§ **Challenge**
Write out each line of the material again, word for word.

§ **Available records**

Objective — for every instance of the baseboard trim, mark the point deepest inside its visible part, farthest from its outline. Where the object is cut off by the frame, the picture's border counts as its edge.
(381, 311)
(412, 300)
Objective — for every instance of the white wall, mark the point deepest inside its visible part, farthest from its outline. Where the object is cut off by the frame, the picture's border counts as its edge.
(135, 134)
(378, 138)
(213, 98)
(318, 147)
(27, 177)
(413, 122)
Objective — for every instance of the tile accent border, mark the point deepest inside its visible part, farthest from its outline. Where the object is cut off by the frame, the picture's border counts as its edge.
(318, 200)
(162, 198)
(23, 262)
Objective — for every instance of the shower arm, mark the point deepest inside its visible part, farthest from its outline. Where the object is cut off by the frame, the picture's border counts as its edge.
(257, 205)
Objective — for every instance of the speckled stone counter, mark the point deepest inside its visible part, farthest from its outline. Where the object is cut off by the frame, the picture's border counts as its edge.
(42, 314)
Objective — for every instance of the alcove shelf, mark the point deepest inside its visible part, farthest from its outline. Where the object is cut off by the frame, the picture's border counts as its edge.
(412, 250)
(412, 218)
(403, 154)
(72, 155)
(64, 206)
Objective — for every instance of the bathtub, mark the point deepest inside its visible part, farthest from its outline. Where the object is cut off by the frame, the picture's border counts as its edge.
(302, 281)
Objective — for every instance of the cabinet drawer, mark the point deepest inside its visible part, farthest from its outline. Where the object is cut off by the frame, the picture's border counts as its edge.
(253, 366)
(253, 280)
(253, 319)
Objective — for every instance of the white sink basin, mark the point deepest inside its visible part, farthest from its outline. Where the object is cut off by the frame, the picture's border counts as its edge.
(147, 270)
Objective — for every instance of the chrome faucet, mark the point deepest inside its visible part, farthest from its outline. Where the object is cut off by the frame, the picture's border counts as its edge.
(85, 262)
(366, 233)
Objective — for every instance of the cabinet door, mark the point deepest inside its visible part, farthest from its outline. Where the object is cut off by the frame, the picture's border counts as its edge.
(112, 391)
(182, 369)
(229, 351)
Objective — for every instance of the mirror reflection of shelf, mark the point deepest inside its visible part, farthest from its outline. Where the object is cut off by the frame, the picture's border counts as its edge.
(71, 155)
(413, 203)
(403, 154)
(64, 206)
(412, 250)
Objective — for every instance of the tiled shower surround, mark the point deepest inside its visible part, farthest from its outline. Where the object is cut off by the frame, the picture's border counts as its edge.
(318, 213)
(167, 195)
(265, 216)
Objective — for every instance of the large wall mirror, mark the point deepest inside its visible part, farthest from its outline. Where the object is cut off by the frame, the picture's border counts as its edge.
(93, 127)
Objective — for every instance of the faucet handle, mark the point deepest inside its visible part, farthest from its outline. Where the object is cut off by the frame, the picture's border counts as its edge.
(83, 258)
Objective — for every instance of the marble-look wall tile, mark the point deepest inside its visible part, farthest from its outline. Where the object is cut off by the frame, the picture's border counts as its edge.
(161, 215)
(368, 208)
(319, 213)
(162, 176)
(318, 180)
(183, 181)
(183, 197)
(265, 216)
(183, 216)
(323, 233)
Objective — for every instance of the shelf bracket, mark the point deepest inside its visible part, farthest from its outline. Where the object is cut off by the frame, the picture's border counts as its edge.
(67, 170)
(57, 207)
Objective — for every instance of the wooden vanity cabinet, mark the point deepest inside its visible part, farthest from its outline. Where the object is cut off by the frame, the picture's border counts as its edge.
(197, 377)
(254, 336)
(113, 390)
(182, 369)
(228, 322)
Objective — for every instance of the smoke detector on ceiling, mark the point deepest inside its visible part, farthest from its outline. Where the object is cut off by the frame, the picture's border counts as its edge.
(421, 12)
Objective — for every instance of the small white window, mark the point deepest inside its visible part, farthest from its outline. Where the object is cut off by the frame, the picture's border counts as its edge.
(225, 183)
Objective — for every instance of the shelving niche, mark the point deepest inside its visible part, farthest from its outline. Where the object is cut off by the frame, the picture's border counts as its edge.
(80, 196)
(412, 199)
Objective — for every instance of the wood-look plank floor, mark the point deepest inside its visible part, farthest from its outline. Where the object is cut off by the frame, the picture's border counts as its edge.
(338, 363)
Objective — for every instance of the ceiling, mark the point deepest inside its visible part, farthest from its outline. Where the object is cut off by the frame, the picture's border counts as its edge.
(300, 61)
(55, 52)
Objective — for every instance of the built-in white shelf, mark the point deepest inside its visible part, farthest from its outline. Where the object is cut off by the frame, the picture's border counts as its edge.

§ **In response**
Objective — for every instance of the baseboard trim, mark the point deepest inside its visible part, farthest from its outline. Where the object is cut off by the frame, the picture's border counts as its edge.
(381, 311)
(412, 300)
Objective — for every instance of the white wall, mark the point deepest inside its visible part, farthest from its outline. Where the object is cut off by the frame, the picture's border counts as its edge.
(135, 134)
(378, 138)
(213, 98)
(318, 147)
(27, 177)
(413, 122)
Objective — for every instance of the tile accent border, mark the point deepest inside its visible part, farthest from its outline. Where the object is cut off by the frame, the picture's border counts as its edge.
(318, 200)
(162, 198)
(23, 262)
Objective — for every instance of the shower arm, mark the point deepest inside its visible part, farthest from its outline. Where the object is cut off by the frame, the picture's border counts as its edge.
(257, 205)
Objective — for every instance of the speckled stone counter, mark the point deepest inside its visible part, farthest from its outline. Where the object is cut off by the frame, the picture's border counts as its edge.
(42, 314)
Objective — for every instance of the alcove shelf, mark the point deepest inside its visible part, farthest from its outline. Where the object is cut off by the frame, the picture's border counts as its edge.
(412, 250)
(412, 218)
(403, 154)
(72, 155)
(64, 206)
Objective — for every instance of the bathtub, mark the point deepest inside its visible part, farthest from its outline. Where the object is cut off by the frame, the picture's border counts as its edge.
(302, 281)
Objective — for every instance of the cabinet drawer, mark the point deepest inside its visible part, farthest from its outline. Where the object is cut off by the frame, the picture's border counts as its edge.
(253, 366)
(253, 280)
(253, 319)
Objective — for every instance of the white sink basin, mark the point deepest inside its visible part, farthest from its outline. Where the object is cut off by the frame, the picture's border counts as its edge.
(147, 270)
Objective — for every instance of the chrome faucet, mark the point deepest inside its visible part, farthest from its outline. Where the object is cut off by the frame, the picture's border counts as its edge.
(85, 262)
(366, 233)
Objective — for every instance of the cabinet door, mark the point deepest inside its visible part, farthest from its outline. Where the object is cut off by the frame, the picture's border counts as its edge.
(112, 391)
(182, 369)
(229, 351)
Objective — for every instance of the mirror reflection of shelf, mark the point deepest inside its visible part, farthest from its outline. Where the object is cut off by the frame, the picture's border counts as its edge.
(71, 155)
(413, 203)
(403, 154)
(64, 206)
(412, 250)
Objective — for every instance of the tiled shower surround, mark the point deepest inside its visible part, farthest from its outline. Where the object is cut off by the frame, the picture's border counts as its edge.
(318, 213)
(167, 195)
(265, 216)
Objective — for every instance of the large wall mirror, mark the point deepest inside its visible part, farthest from its outline. Where the object is cut off by the frame, the picture's border counts as its edge.
(93, 127)
Objective — for every instance of the faucet handle, mark the point deepest inside its visible part, farthest from its outline. Where the object is cut off by the frame, the picture's border counts as its edge.
(83, 258)
Objective — for every instance of the marble-look wall tile, mark the point deepest inside its visible part, farthest from its outline. Where the object is cut off by the frame, the picture's border counts as its edge.
(161, 215)
(368, 208)
(319, 213)
(162, 176)
(318, 180)
(183, 181)
(183, 197)
(265, 216)
(183, 216)
(323, 233)
Objective — for every instance of the shelf bracket, mark the point deepest inside its visible part, farthest from its outline. Where the object is cut off by the frame, the picture's border counts as its edge.
(67, 170)
(57, 207)
Objective — for every instance of the wooden vanity cabinet, mark the point deepest inside its visible part, farthest from its outline. Where the object is cut off by the frame, the picture's border counts as its edge.
(197, 377)
(254, 336)
(113, 390)
(182, 369)
(228, 322)
Objective — for every instance of the smoke detector on ceiling, mark the point deepest inside its visible part, farthest from its outline. Where the object is cut off by the frame, the picture's border counts as its edge.
(421, 12)
Objective — for every instance of the small white window, mark the point deepest inside its visible part, farthest from its outline. Where the object is cut off by the frame, the picture's border counts as its edge.
(225, 183)
Objective — for every instance of the shelving niche, mark the point deepest inside its visible part, farthest from its outline. Where the object is cut off by the frame, the picture's border counts as its edge.
(80, 196)
(412, 199)
Objective — for every instance of the wood-look plank floor, mark the point deepest inside its visible part, farthest from its outline. Where the object is cut off by the frame, the picture's border counts as its edge.
(338, 363)
Objective — for every instance of the ceiling, mark the point deepest inside its visible part, farthest from its outline. Where the object is cut off by the frame, the picture's border counts as its edge.
(300, 61)
(55, 52)
Objective — for every instance of the built-in white shelf, mark the point deepest inside its visible part, farthest from its outline. Where the object is cut off by the frame, the picture's border counts as its edge.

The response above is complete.